::: GIVEN ENTRIES

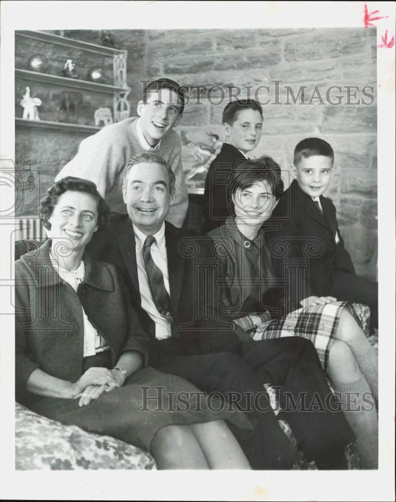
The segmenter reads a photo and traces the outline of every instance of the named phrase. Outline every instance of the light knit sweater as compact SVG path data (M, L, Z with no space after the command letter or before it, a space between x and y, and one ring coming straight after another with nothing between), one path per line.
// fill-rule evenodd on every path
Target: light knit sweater
M122 199L122 174L129 159L147 151L137 133L138 117L110 124L83 140L75 157L58 173L55 181L65 176L77 176L93 181L111 210L126 213ZM166 217L175 226L181 227L188 207L188 196L181 162L181 143L174 131L161 139L156 153L168 162L176 178L175 198Z

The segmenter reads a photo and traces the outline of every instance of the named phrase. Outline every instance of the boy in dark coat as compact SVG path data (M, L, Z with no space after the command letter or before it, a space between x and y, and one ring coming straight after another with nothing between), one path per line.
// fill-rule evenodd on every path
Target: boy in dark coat
M332 296L368 305L372 323L377 326L378 283L356 275L338 228L335 207L322 195L331 180L334 160L331 146L320 138L306 138L297 145L296 179L273 212L280 228L271 232L271 239L281 238L287 243L288 259L309 260L310 296ZM317 247L313 254L308 245L313 240ZM284 259L274 260L279 277L283 277Z

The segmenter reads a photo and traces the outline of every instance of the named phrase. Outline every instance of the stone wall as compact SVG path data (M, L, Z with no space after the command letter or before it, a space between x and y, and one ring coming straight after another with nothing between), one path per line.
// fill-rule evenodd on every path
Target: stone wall
M336 167L326 195L336 205L357 271L373 277L377 227L376 44L375 29L148 30L145 59L148 78L166 75L182 85L218 86L209 96L207 92L200 92L200 104L196 99L193 104L197 91L190 93L191 102L176 129L184 145L186 170L196 162L189 143L210 146L207 132L223 139L221 114L237 86L241 88L241 98L247 96L248 86L251 97L259 86L270 87L270 93L262 89L256 96L262 103L268 98L270 102L263 105L263 133L252 155L268 154L288 170L301 140L319 136L329 142ZM275 81L282 81L278 99ZM332 85L341 86L340 92L334 89L329 94L333 103L342 99L340 104L326 98ZM306 87L305 101L311 104L297 100L294 104L290 91L288 100L287 87L297 96L302 86ZM366 91L374 97L365 97L361 91L348 90L347 86L360 89L371 86L372 91ZM360 104L352 104L359 99ZM362 104L363 99L372 104ZM204 179L197 175L191 181L197 180L200 186Z
M285 175L292 163L294 148L300 140L315 136L328 141L335 152L335 172L327 195L337 207L341 231L358 273L375 277L377 238L375 29L118 30L112 33L119 48L128 52L127 78L131 89L132 114L140 98L141 80L165 76L183 85L206 88L191 91L190 102L176 130L183 145L186 173L197 164L192 150L194 144L213 147L208 132L218 134L220 140L223 140L221 114L230 92L235 94L237 87L241 89L239 97L246 97L250 86L250 96L254 97L254 91L260 86L269 86L269 92L261 87L256 95L262 103L268 99L270 102L263 105L263 134L251 154L256 157L264 153L272 156L285 170ZM97 43L100 32L76 30L68 36ZM17 66L26 65L29 55L33 53L32 47L27 46L26 42L22 47L21 43L17 39ZM41 47L34 50L47 51L45 54L52 69L59 74L68 52L58 53ZM76 69L82 75L92 66L105 64L96 60L93 63L90 59L84 59L82 54L76 59ZM275 81L281 81L276 84ZM17 80L16 116L22 116L19 102L25 84ZM340 86L341 89L340 91L333 89L327 99L326 92L331 86ZM360 90L348 90L347 86L358 86ZM374 97L362 94L365 86L372 86L373 92L369 89L367 92ZM305 102L308 104L301 104L298 93L302 86L305 87ZM31 87L32 95L42 97L41 93L44 97L45 103L40 109L43 119L53 116L58 90L46 89L36 84ZM79 121L92 124L92 110L105 105L103 102L97 104L96 98L86 96L86 108ZM297 97L295 104L294 97ZM358 99L360 104L353 104ZM332 104L330 100L341 102ZM363 100L372 102L362 104ZM44 173L42 180L46 183L74 156L83 137L78 133L34 131L31 135L28 131L22 129L17 131L17 167L22 168L23 162L30 160L32 169L40 169ZM287 184L290 177L285 177ZM204 174L197 175L190 186L202 186L204 179ZM197 200L194 199L196 209Z

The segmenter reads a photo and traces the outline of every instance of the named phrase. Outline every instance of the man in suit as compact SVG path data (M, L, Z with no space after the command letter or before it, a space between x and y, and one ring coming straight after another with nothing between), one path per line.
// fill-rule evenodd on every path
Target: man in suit
M252 430L231 429L253 468L290 468L299 454L268 407L263 384L281 387L283 407L288 392L295 403L302 393L309 402L320 396L324 403L329 389L316 351L300 338L239 342L213 298L211 239L164 222L174 190L174 175L161 157L131 159L122 186L128 214L96 232L89 252L121 271L149 339L148 363L248 411ZM343 415L295 409L287 420L307 459L320 468L342 467L340 456L353 438Z
M377 326L378 283L356 275L338 228L335 207L323 195L331 180L334 156L331 146L320 138L307 138L297 145L296 179L273 212L272 221L277 220L280 228L268 233L268 241L277 238L278 242L287 243L288 259L309 260L309 296L367 305L372 323ZM316 249L315 244L311 248L307 245L313 240ZM278 276L283 277L284 258L274 258Z

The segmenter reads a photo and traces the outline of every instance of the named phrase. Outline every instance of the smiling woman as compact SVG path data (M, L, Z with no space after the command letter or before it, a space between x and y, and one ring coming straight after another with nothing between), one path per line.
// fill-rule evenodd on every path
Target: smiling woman
M168 210L174 177L158 161L152 168L147 183L134 172L130 189L137 195L131 210L155 225ZM234 410L212 412L204 403L198 409L204 412L195 413L197 387L143 369L149 340L121 277L114 266L85 252L109 216L95 184L72 177L55 182L41 201L41 216L49 238L15 264L18 402L64 425L150 451L160 469L249 468L222 419L249 428L247 420ZM161 405L146 403L142 385L149 393L161 385L176 401L184 393L185 413L178 402L156 413Z

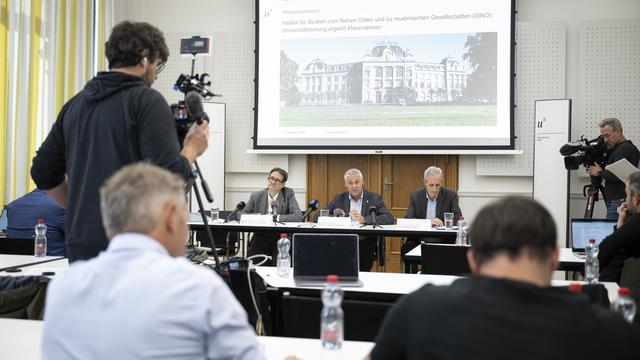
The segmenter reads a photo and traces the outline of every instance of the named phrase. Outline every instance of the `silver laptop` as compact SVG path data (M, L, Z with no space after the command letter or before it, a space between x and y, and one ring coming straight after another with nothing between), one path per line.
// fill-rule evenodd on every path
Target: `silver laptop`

::::::

EXERCISE TASK ::
Can you give everything from the line containing "dark coat as" down to the line containing "M332 296L368 305L372", both lines included, as a two-column CSV with the columns input and output? Use one row per item, put each item's text and its answer in one quoted field each, and turn any line breaks into spaces.

SOLUTION FOR THIS EXERCISE ::
input,output
"The segmenter reads a photo and traces the outline of every instance of the named phrase. Outline every instance of the boy in dark coat as compact SVG path data (M, L, Z with no space after the command letter or before it, a space between x and y, and one ring coming straight after another with nothing between), one path per line. // fill-rule evenodd on every path Target: boy in dark coat","M332 296L368 305L372 323L377 326L378 283L356 275L338 228L335 207L322 195L331 180L334 160L331 146L320 138L306 138L297 145L296 179L273 212L280 228L271 232L271 239L281 238L287 243L288 259L309 260L310 296ZM317 247L313 254L308 245L313 240ZM284 259L274 260L279 277L283 277Z"